(Extracted records)
>>
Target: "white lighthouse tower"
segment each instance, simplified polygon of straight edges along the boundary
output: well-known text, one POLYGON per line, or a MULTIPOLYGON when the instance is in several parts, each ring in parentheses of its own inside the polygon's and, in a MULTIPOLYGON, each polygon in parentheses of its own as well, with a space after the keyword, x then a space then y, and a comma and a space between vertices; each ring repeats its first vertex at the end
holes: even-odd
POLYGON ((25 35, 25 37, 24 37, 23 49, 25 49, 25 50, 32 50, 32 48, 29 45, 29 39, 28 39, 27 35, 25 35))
<<
Lines holding the word "each" should be copied from the entries above.

segment each instance, simplified polygon of straight edges along the boundary
output: well-known text, one POLYGON per line, or a MULTIPOLYGON when the instance is in several parts, each ring in parentheses of its own inside the polygon's and, in a MULTIPOLYGON, each polygon in parentheses of its own as well, with a space after the keyword, x then a space then y, and a comma and a space between vertices; each ring repeats its first vertex at the end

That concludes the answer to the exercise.